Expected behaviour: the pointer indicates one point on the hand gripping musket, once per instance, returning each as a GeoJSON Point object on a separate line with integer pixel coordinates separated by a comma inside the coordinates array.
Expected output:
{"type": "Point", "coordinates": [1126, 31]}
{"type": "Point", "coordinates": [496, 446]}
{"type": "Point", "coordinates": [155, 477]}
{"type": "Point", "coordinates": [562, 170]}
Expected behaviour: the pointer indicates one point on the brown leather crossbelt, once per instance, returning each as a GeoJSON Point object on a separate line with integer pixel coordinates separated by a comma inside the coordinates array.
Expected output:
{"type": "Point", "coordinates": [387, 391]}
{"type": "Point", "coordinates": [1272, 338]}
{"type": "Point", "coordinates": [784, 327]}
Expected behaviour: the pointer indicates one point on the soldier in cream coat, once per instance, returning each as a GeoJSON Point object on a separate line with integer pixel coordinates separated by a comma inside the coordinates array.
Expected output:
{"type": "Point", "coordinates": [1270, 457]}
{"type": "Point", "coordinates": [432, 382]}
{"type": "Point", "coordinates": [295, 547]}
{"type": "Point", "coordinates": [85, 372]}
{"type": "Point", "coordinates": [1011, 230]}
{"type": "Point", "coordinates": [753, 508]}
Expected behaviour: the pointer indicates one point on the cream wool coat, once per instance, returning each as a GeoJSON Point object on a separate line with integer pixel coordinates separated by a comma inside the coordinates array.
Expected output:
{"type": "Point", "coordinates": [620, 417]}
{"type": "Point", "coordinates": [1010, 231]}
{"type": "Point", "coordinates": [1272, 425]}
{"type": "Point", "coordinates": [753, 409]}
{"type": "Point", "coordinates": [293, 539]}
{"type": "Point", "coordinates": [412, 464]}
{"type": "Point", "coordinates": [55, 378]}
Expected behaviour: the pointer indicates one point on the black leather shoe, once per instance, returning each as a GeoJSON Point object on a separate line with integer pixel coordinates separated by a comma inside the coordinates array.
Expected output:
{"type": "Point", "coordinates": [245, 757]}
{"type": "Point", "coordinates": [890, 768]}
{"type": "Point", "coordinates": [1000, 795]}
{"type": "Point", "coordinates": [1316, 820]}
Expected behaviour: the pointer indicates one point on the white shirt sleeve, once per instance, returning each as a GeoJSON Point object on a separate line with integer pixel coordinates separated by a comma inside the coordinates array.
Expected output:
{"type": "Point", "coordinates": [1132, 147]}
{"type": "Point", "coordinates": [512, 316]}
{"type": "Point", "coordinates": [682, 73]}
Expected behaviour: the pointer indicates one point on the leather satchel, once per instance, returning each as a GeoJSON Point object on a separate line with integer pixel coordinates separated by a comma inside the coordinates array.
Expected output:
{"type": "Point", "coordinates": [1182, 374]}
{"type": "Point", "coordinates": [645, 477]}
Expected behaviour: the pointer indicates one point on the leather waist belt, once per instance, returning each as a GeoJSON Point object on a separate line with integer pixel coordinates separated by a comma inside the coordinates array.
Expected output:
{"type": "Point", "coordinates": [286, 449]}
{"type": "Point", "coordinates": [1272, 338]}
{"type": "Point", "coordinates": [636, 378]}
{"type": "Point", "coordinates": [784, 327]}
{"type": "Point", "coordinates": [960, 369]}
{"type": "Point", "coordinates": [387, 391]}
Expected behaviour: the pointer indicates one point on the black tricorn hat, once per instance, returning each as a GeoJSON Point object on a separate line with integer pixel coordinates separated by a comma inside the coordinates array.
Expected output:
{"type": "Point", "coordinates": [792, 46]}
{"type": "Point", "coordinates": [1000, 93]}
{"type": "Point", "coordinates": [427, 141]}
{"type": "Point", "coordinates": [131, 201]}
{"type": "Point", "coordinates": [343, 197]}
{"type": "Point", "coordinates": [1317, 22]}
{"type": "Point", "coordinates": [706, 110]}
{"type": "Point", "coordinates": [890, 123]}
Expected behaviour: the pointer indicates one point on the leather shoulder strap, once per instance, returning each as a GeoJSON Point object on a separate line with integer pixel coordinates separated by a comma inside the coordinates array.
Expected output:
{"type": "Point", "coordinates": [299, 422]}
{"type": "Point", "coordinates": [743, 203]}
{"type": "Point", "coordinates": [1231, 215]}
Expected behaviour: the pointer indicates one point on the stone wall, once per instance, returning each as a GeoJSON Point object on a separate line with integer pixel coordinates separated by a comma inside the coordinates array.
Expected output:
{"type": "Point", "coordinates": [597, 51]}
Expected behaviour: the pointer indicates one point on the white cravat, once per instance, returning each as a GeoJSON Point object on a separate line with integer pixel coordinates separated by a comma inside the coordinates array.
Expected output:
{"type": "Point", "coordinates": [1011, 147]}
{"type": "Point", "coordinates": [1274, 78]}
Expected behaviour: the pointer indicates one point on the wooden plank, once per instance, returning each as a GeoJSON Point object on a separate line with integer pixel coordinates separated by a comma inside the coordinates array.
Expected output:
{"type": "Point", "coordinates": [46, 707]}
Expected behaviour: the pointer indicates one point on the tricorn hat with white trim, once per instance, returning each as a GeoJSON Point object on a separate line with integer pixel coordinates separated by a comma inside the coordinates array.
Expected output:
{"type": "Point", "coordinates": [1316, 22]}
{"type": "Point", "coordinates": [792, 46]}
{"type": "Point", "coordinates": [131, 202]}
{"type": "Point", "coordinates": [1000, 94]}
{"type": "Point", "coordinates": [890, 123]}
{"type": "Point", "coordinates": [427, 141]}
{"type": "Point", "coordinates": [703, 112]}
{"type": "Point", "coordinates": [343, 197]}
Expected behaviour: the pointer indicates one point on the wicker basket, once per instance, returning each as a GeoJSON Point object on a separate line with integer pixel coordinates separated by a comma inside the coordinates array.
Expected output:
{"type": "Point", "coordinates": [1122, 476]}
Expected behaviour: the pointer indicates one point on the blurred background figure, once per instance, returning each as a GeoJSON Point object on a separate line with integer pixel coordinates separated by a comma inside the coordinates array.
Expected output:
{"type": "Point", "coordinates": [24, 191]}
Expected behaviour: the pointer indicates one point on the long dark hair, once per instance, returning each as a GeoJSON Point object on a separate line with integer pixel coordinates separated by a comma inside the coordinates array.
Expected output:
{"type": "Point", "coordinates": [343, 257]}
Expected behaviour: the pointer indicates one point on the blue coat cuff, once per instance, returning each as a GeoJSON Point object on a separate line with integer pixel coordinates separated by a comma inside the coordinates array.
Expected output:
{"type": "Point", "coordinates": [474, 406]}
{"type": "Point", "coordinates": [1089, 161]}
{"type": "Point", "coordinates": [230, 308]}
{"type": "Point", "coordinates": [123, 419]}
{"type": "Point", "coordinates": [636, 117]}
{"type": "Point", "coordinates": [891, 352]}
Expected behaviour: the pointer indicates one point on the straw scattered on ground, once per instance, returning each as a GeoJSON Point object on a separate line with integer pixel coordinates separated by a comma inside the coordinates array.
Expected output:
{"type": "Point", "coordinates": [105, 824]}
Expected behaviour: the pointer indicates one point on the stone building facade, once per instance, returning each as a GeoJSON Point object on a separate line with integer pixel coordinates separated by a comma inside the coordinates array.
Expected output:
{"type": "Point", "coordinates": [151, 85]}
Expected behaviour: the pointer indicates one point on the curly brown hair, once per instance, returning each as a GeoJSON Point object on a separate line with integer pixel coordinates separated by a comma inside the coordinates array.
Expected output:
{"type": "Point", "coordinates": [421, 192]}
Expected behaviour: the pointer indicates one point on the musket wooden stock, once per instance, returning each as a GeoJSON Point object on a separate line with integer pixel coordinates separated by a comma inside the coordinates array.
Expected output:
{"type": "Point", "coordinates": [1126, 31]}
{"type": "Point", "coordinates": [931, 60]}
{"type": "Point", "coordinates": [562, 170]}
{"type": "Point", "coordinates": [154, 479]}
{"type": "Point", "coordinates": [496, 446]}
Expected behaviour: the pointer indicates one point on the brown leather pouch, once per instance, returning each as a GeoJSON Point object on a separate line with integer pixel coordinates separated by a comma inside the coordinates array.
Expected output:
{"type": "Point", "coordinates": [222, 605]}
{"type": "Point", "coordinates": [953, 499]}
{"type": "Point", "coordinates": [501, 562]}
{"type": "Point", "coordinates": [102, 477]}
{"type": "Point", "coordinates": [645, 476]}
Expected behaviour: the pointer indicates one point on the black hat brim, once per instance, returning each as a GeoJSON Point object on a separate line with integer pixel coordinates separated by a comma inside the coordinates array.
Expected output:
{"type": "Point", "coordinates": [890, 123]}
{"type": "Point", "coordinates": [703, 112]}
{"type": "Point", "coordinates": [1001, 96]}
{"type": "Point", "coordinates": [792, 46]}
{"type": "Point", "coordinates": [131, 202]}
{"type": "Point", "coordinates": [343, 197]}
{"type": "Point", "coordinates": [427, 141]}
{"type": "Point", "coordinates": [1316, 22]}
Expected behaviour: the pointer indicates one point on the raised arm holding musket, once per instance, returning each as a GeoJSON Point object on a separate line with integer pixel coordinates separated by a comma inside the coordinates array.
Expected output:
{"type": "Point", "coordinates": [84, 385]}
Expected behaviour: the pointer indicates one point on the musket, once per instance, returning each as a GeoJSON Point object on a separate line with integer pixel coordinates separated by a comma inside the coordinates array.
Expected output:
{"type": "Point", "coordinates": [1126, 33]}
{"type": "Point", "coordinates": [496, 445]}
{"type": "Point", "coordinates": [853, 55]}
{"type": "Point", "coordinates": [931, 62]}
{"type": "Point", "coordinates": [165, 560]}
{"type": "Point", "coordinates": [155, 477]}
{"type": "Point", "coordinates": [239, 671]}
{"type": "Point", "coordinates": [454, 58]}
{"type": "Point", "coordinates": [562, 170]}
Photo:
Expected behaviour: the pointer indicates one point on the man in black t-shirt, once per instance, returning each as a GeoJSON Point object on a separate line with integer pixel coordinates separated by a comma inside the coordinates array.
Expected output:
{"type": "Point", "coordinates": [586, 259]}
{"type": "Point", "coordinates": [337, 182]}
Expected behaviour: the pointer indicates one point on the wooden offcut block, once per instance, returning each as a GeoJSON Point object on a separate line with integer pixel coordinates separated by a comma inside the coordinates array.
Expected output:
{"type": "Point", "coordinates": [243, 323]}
—————
- _Try it_: Set down exactly the lines that begin the records and continue through the line bearing "on the soldier"; include both ends.

- _Solution for this task_:
Expected behaviour: the pointer indicates one point on the hand gripping musket, once per instance, returning each as a GeoJSON Point object on a separate line with integer pixel coordinates separated by a comma inside the coordinates array.
Expected output:
{"type": "Point", "coordinates": [1126, 31]}
{"type": "Point", "coordinates": [496, 446]}
{"type": "Point", "coordinates": [155, 477]}
{"type": "Point", "coordinates": [562, 170]}
Expected behaviour: the pointer indicates one point on the brown leather crossbelt, once per instance, returning each as a GeoJSON Point object on a separate line with integer pixel coordinates separated by a comma inside the coordinates array.
Expected output:
{"type": "Point", "coordinates": [387, 391]}
{"type": "Point", "coordinates": [1272, 338]}
{"type": "Point", "coordinates": [784, 327]}
Expected behaviour: the pointer indicates one point on the soldier in cream coat, once per instance, returning each as a GeoJSON Point object on a separate line with integer pixel coordinates separated by a comma inside the coordinates array.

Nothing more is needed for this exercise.